» EXERCISE OBJECTIVE
Copy the entries below word for word, starting at the line that contains "Where can you find the industrial" and ending at the line that contains "pixel 244 90", both included.

▬▬▬

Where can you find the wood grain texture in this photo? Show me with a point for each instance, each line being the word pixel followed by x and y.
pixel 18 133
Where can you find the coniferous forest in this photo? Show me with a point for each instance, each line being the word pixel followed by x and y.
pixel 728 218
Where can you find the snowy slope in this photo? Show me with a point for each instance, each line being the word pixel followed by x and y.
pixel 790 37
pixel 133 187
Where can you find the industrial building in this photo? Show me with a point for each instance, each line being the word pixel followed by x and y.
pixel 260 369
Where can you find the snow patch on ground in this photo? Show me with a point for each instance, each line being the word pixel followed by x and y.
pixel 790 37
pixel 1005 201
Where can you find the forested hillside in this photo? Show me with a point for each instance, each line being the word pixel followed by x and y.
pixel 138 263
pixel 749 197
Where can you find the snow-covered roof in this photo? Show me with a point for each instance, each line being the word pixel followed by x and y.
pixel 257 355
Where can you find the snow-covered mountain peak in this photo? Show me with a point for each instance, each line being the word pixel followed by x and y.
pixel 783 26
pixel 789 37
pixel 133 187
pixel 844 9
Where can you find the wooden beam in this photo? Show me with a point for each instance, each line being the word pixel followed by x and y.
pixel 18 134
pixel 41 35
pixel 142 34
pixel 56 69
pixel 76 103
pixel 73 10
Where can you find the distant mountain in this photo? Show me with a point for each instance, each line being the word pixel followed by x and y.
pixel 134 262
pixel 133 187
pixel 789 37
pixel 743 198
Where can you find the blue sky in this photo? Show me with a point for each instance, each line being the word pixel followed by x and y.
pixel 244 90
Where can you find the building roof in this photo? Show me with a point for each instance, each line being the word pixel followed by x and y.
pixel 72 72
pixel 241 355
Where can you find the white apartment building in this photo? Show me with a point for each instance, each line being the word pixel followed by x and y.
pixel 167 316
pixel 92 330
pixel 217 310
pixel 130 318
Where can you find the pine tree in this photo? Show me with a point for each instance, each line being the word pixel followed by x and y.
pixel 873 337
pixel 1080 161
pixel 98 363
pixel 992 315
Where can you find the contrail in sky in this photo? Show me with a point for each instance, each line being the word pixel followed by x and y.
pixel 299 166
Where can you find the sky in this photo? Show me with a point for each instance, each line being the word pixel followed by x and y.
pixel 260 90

▬▬▬

» RESPONSE TO THIS EXERCISE
Where can you find the industrial building in this photo? Show me with a point for each instance, each line being the word pixel followed by x and y.
pixel 260 369
Where can you find the snow patch on ground in this photo? Show me with a point for each instance, each line being the word pixel followed by x and y.
pixel 790 37
pixel 1005 201
Where can you find the forested hillside in this photo? Show me with a point for each instance, each line being the word pixel followed by x and y.
pixel 138 263
pixel 749 197
Where can you find the snow-covered roof in this photo? Show me with a point for each instance, each line being the word pixel followed by x and y.
pixel 257 355
Where can you find the snow-covered mountain peak in this photo? Show me with a point for each instance, each line being the word pixel followed by x and y.
pixel 783 26
pixel 789 37
pixel 133 187
pixel 844 9
Where can you find the wooden beam in this photo? Show me with a point for each instance, each line being the word pixel followed by x and y.
pixel 18 134
pixel 41 35
pixel 142 34
pixel 56 69
pixel 76 103
pixel 73 10
Where can you find the distant mountain in this photo? Show me with a point for each instance, each line being the word pixel followed by x and y.
pixel 134 262
pixel 133 187
pixel 789 37
pixel 743 198
Where can you find the blue sky in this photo? Show me with a point for each instance, each line being the word pixel followed by x and y.
pixel 244 90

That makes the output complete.